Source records
——————————
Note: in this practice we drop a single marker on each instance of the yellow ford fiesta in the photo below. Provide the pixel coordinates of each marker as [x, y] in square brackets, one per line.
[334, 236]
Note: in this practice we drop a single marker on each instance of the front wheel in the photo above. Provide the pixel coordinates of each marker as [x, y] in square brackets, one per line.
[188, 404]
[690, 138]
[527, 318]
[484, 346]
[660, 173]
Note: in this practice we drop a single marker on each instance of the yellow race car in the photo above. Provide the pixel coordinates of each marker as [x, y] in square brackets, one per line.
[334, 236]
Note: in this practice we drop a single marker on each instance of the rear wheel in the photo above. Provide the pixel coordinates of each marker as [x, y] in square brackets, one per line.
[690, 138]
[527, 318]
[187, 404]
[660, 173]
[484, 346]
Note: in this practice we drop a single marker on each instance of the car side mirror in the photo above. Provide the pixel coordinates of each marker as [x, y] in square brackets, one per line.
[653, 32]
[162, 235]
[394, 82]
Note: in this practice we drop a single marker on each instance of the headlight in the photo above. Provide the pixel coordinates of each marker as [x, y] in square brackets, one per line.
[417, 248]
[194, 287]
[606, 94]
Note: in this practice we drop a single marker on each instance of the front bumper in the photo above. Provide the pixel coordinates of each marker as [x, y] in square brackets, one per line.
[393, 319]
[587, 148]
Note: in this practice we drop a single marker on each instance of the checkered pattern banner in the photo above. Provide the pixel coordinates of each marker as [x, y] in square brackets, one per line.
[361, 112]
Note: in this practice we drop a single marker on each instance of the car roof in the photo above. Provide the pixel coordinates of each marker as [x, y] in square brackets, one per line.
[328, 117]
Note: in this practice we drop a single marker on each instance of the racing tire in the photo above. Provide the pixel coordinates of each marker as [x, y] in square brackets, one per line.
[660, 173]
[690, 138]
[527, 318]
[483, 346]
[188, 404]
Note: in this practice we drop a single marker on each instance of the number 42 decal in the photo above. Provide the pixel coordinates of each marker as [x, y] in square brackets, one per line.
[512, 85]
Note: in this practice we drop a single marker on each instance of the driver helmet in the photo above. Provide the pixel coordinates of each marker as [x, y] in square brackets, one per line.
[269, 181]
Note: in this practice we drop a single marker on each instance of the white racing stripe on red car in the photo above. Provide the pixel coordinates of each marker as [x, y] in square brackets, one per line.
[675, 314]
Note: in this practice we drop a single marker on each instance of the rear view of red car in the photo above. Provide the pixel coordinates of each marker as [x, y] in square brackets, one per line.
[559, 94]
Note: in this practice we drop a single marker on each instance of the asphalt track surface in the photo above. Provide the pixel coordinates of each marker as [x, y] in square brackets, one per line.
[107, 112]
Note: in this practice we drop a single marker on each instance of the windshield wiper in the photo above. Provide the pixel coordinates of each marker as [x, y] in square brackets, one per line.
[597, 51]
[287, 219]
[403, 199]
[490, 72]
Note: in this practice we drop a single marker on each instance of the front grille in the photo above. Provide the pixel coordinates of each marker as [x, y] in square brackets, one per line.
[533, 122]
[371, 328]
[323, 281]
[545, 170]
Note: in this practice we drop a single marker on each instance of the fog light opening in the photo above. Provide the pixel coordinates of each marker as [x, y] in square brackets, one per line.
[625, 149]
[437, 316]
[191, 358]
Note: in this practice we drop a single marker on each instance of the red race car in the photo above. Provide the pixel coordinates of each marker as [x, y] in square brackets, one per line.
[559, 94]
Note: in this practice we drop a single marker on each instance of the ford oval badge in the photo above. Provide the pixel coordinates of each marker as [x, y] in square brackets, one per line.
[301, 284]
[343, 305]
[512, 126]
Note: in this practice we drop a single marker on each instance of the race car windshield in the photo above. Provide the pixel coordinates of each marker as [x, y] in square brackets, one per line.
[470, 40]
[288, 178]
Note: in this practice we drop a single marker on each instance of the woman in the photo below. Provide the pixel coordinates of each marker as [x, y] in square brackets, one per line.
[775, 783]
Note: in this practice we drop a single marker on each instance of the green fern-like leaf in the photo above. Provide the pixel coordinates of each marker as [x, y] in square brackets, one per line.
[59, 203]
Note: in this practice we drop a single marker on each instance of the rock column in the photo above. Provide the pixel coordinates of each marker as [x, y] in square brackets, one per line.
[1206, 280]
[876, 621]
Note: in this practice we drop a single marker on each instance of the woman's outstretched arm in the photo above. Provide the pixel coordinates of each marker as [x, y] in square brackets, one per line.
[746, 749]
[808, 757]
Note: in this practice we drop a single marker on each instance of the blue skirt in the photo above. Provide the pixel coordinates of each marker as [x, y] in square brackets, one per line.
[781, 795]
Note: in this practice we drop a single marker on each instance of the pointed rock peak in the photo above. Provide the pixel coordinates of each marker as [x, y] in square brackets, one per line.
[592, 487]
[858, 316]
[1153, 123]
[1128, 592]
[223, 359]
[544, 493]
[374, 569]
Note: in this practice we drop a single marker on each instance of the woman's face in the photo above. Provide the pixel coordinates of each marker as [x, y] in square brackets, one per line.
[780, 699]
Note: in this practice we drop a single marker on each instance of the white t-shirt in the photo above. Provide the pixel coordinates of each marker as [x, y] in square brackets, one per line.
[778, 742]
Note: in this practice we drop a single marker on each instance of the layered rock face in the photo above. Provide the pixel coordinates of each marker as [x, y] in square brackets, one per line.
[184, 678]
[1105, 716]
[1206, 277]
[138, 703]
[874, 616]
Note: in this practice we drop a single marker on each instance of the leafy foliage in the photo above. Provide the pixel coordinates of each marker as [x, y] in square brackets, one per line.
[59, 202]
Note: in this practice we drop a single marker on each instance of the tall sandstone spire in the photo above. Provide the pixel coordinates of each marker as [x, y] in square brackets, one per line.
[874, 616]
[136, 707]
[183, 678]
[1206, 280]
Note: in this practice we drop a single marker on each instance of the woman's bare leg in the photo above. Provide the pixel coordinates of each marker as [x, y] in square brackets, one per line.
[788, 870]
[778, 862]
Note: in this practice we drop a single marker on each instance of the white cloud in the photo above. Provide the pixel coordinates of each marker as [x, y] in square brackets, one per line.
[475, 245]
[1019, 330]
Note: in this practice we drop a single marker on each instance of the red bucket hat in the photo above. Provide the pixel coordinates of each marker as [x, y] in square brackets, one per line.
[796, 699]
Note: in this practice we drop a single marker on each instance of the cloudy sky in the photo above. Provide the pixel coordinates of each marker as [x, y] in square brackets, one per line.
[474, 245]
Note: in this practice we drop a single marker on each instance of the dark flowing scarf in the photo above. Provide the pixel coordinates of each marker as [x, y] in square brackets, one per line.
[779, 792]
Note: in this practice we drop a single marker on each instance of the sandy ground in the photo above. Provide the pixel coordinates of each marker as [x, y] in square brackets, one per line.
——————————
Assignment: The data should be transcribed exactly, line for line.

Task result:
Note: in this practice we drop a single marker on each instance of the yellow ford fiesta in the photo below. Provide the pixel coordinates of each marker as [x, y] in square brackets, one per line.
[334, 236]
Note: in this practice we drop a single marker on each instance of the front wheel in the photo above. Provide the pixel coordinates of each marker as [x, y] in square brackets, one per line.
[188, 404]
[690, 138]
[527, 318]
[484, 346]
[660, 173]
Note: in this practice we drop a single marker on each instance of the yellow race car in the photo above. Provide the pixel coordinates of each marker as [x, y] in square brackets, one per line.
[334, 236]
Note: in this practice we drop a single marker on each instance of the rear wheel in the photo above. Provide the pixel coordinates of each marker as [x, y] in square brackets, one per line.
[690, 138]
[527, 318]
[187, 404]
[660, 173]
[484, 346]
Note: in this practice we drop a single marker on each instance of the car side mirror in the photo above. Provide the pixel coordinates of each marker as [x, y] in square brackets, one per line.
[653, 32]
[162, 235]
[394, 82]
Note: in this practice we drop a single marker on each instance of the headlight in the photo above. Provide the pixel coordinates of each marker as [x, y] in square brackets, one per line.
[417, 248]
[194, 287]
[606, 94]
Note: in this practice we drop a single marker on each instance of the front bumper in the photo above. Provide the pixel coordinates of each marker as [x, y] in square brackets, one per line.
[393, 319]
[587, 148]
Note: in this practice we drop a single marker on each instance of the checkered pattern banner in the photo above. Provide the pixel coordinates of each marker as [x, y] in square brackets, one per line.
[361, 112]
Note: in this practice we drop a single marker on each instance of the car roof in the photo above. Provide the pixel coordinates of each marker as [x, y] in square brackets, one per line.
[328, 117]
Note: in this practice we drop a single marker on each instance of the racing tire in the photo above. Provide the pixel coordinates of each marker as [x, y] in square brackets, one per line.
[660, 173]
[690, 138]
[527, 318]
[483, 346]
[188, 404]
Note: in this practice we drop a single marker on each instance of the number 42 decal in the photo above. Provide the pixel coordinates of each marker as [x, y] in square brackets, one per line.
[512, 85]
Note: in this practice we drop a single marker on each instance of the driver helmet in the photo above. Provide the pixel coordinates of each marker as [x, y] in square brackets, one per line.
[269, 181]
Note: in this practice we drop a single marker on each instance of the white racing stripe on red car in the photo above. Provide the pixel coordinates of each marker as [x, y] in square brackets, one per line.
[675, 314]
Note: in this practice we drop a single marker on each instance of the rear view of red car in the photo above. Provide the pixel coordinates of each marker as [x, y] in square brackets, one per line.
[559, 94]
Note: in this practice we drop a single marker on each instance of the asphalt track surface in the photo above. Provide the pixel coordinates of each marker as [x, y] in square brackets, one per line.
[107, 112]
Note: in this practice we drop a single marker on each instance of the windshield wiper in the photo above. Provide the pixel coordinates of each marker as [x, y] in square brackets, one per line.
[597, 51]
[287, 219]
[403, 199]
[490, 72]
Note: in this practice we drop a single marker on each instance of the front grille in the photo above. Provide the pixel coordinates of each marker as [x, y] in square brackets, one per line.
[533, 122]
[371, 328]
[323, 281]
[545, 170]
Note: in this practice we drop a single marker on each instance of the fog light opening in the photo above. Provide the pixel coordinates of each marker as [x, y] in square brackets, one per line.
[625, 149]
[437, 316]
[191, 358]
Note: in this practice we drop a single marker on each instance of the red race car in the photo above. Provide the pixel coordinates of each marker as [x, y] in square brackets, one per line.
[559, 94]
Note: in this practice we drop a single marker on each instance of the ford oval badge in the photo above. Provide the pixel coordinates of each marker as [x, y] in square brackets, one per line.
[301, 284]
[343, 305]
[512, 126]
Note: in this practice we drop a single marker on each instance of the race car windshield in the photo above. Provide the pixel coordinates of each marker as [x, y] in square brackets, one per line.
[470, 40]
[288, 178]
Note: in this practice we drop a single marker on each instance of the woman in the photo below. Provide the pixel coordinates of each marker as [x, y] in square brackets, one per line.
[775, 783]
Note: in this practice we drop a single marker on each instance of the green fern-like leaf in the photo above. Provide the pixel coordinates of each marker as [x, y] in square brackets, one per line.
[59, 203]
Note: in this practice we drop a single marker on each instance of the rock column in the photo above. Provide the pixel coordinates of each marker as [x, y] in square brackets, one per line.
[1206, 280]
[876, 621]
Note: in this practice we drop a single marker on each instance of the woman's outstretched arm in the photo above. Provide the pixel coordinates of each marker as [x, y] in square brackets, one per line.
[746, 749]
[808, 757]
Note: in this practice we drop a single marker on each instance of the blue skirt in the photo above. Provide the pixel coordinates of each marker as [x, y] in square brackets, one per line.
[781, 795]
Note: in this practice we drop a single marker on each instance of the pointed rock peak in the photo above. Provide the pixel coordinates of each marker as [x, y] in square brackets, one per line.
[592, 487]
[858, 316]
[1153, 123]
[1128, 592]
[223, 359]
[544, 493]
[374, 569]
Note: in this practice we drop a single marker on each instance of the woman's face in the photo above. Provide the pixel coordinates of each marker as [x, y] in square brackets, one per line.
[780, 699]
Note: in this practice we drop a single marker on each instance of the white t-shirt in the photo above. Provide the pixel coordinates of each marker as [x, y] in square brackets, one per line.
[778, 742]
Note: in this practice we drop a single marker on each instance of the layered rock face in the photo above. Provide the pixel coordinates of each marker as [x, y] in square brackets, one per line.
[184, 678]
[1105, 716]
[1206, 277]
[138, 703]
[874, 616]
Note: in this practice we drop a single marker on each instance of the leafy foliage in the photo above. Provide the pixel coordinates of each marker as [x, y] in square brackets, one per line.
[59, 202]
Note: in this practice we drop a single marker on each instance of the tall sandstone spire in the photo above. Provide the pixel coordinates of each marker as [x, y] in square brackets, one per line.
[874, 616]
[136, 707]
[183, 678]
[1206, 280]
Note: in this practice we drop a single marker on each instance of the woman's bare leg in the photo above. Provide the pixel coordinates of each marker as [x, y] in square brackets, one per line.
[788, 870]
[778, 862]
Note: in this practice we drop a single marker on each instance of the white cloud in the photo above. Provide the pixel coordinates of each marker as [x, y] in square brackets, one per line.
[475, 245]
[1019, 330]
Note: in this practice we drop a single marker on each instance of the red bucket hat in the photo above. Provide the pixel coordinates of each marker as [x, y] in square brackets, one per line.
[796, 699]
Note: in this practice we drop a single marker on each instance of the cloudy sky in the photo above. Provide the pixel coordinates of each marker as [x, y] in square brackets, one per line.
[474, 245]
Note: in this practice we drop a single marker on each instance of the dark flowing scarf in the photo above. Provide the pixel coordinates of each marker as [x, y] in square brackets, one per line.
[779, 792]
Note: in this practice we drop a single marker on each instance of the sandy ground in the photo above. Provide the pixel coordinates of each marker as [x, y] in square brackets, one per line.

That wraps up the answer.